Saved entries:
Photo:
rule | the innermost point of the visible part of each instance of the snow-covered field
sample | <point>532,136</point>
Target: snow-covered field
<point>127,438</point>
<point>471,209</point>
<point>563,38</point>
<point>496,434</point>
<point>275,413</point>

Work to be completed:
Write the entries out again verbatim, every one of them.

Exercise answer:
Photo:
rule | the innermost point of the visible part of each instance of the snow-covered field
sample | <point>532,136</point>
Target: snow-covered field
<point>127,438</point>
<point>471,209</point>
<point>563,38</point>
<point>496,434</point>
<point>275,413</point>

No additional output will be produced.